THINGS TO DO:
A – Answer these questions using the passage on the S implant:
(i) Until 1998, what two approaches were used to treat edentulism with severe mandibular atrophy?
(ii) How old was the patient in the first S implant surgery, and what condition did he have?
(iii) What is the surgery planned after, and what is that used to obtain?
B – Reproduce the passage on the S implant word for word, from "Until 1998, the" up to and including "of autogenous bone.".

SUPPLIED PASSAGE:
THE SIDE BRACKET CONFIGURATION IMPLANT ( “S Implant” or “Snake Implant”)


Until 1998, the treatment of edentulism in the presence of severe mandibular atrophy presented two types of approach: the repositioning of the mandibular canal and the reconstruction of the mandibular bone crest by apposition of autogenous bone.
These techniques are often rejected by patients.
The mandibular canal repositioning has become obsolete because of a number of more or less serious residual effects of nerve manipulation, while the crestal reconstruction with blocks of autogenous or bank bone is often rejected by patients because of being invasive (the surgical damage is really important), unpredictability (the percentage of resorption in time is really important) and finally because of the discouragingly lengthy treatment duration.
Also, in the absence of acceptable treatments allowing the recovery social relationships in a very short time after surgery, and of relatively short times for prosthetics solutions, some patients are excluded from any rehabilitating surgery and undergo severe clinical and functional degeneration.
The S implant has been conceived precisely to face the needs and demands of this category of patients. It is a treatment for this condition, where often it remains the only practical solution. The alternatives are in removable partial prostheses or a total removable denture in case of an edentulous mandible.
The first surgery, performed more than ten yeas ago, was made on a 54 years old male patient, VP, affected by a severe right mandibular atrophy. Many surgeries have been performed since then, with a very high percentage of success. We are preparing a presentation of all available data.
The surgery, planned after a CAT scan, to obtain a map of all internal mandibular bone heights, is relatively simple but requires enormous surgical precision.

GIVEN INFORMATION:

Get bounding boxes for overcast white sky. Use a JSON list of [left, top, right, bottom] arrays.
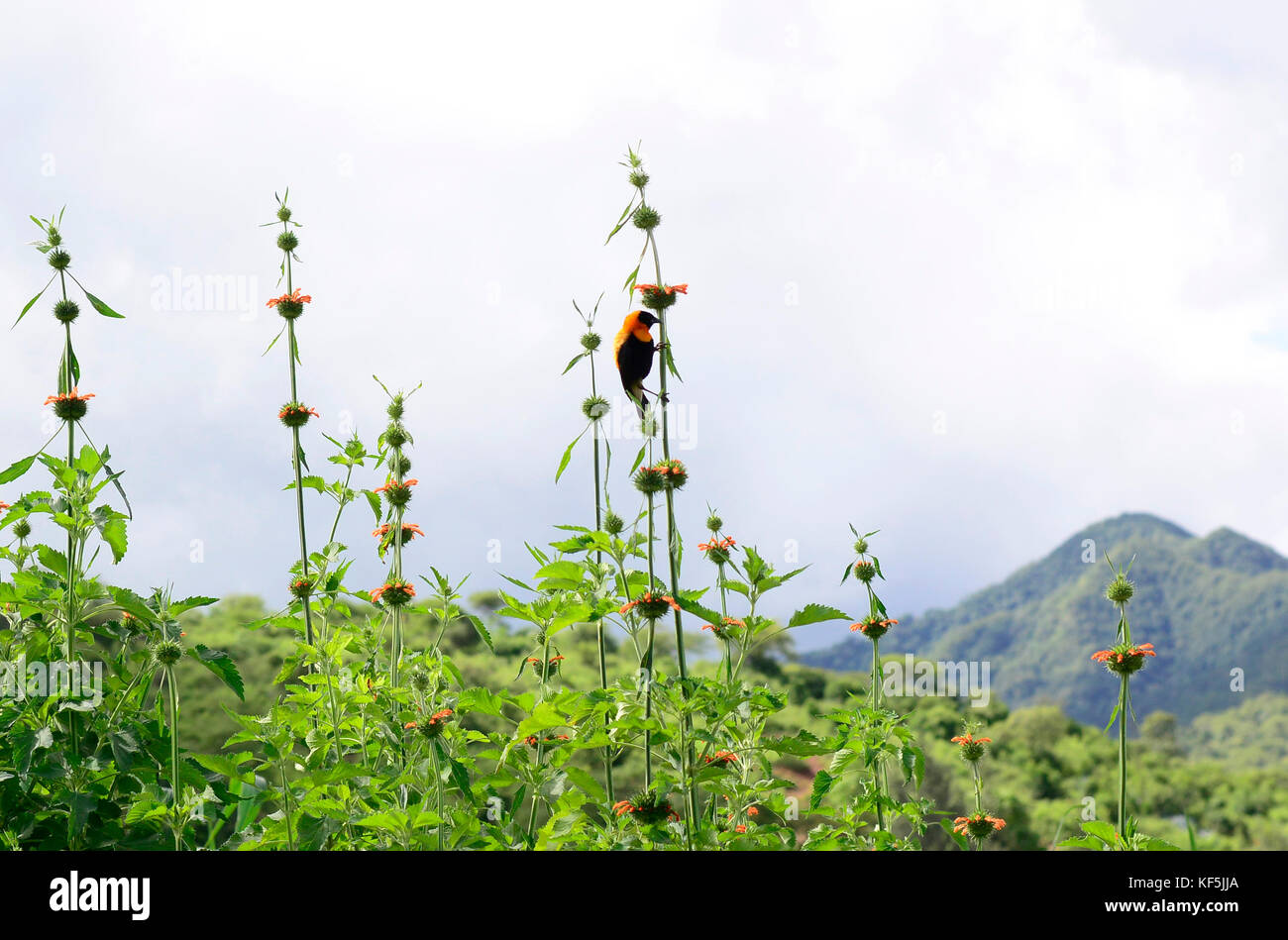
[[0, 1, 1288, 647]]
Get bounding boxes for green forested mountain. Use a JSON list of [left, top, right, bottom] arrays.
[[802, 514, 1288, 724]]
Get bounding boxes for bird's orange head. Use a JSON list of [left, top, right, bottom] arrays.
[[622, 310, 658, 343]]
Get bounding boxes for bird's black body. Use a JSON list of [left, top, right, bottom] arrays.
[[613, 310, 657, 419]]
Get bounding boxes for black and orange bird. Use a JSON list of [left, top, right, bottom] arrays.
[[613, 310, 660, 419]]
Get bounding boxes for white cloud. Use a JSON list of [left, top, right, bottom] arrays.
[[0, 3, 1288, 644]]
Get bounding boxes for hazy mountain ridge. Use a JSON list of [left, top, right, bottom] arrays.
[[802, 514, 1288, 724]]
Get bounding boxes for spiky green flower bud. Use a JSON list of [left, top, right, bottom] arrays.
[[277, 402, 318, 428], [54, 299, 80, 323], [634, 467, 666, 493], [631, 205, 662, 232], [1105, 574, 1136, 604], [407, 666, 432, 694], [640, 287, 675, 313], [149, 640, 183, 667]]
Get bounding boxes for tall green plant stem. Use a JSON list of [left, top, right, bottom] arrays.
[[640, 225, 700, 825], [644, 493, 657, 790], [870, 633, 885, 831], [389, 447, 404, 686], [161, 666, 183, 851], [282, 233, 313, 647], [528, 623, 550, 849], [1118, 677, 1130, 842], [589, 353, 617, 806]]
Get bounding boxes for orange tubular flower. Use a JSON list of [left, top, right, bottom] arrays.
[[635, 284, 690, 293], [698, 538, 737, 553], [46, 387, 98, 404], [1091, 643, 1158, 677], [371, 580, 416, 606], [705, 751, 738, 768], [953, 812, 1006, 840], [371, 522, 425, 541], [266, 287, 313, 306], [371, 480, 420, 493], [277, 404, 322, 419], [850, 617, 899, 639]]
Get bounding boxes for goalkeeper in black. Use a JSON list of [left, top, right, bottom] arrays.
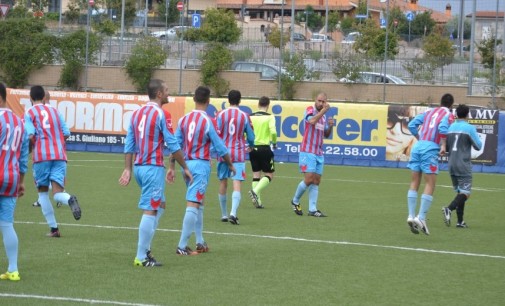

TASK-BY-TASK RESULTS:
A –
(i) Repositioning of the mandibular canal, and reconstruction of the mandibular bone crest by apposition of autogenous bone.
(ii) He was 54 years old and had a severe right mandibular atrophy.
(iii) A CAT scan, used to obtain a map of all internal mandibular bone heights.

B –
Until 1998, the treatment of edentulism in the presence of severe mandibular atrophy presented two types of approach: the repositioning of the mandibular canal and the reconstruction of the mandibular bone crest by apposition of autogenous bone.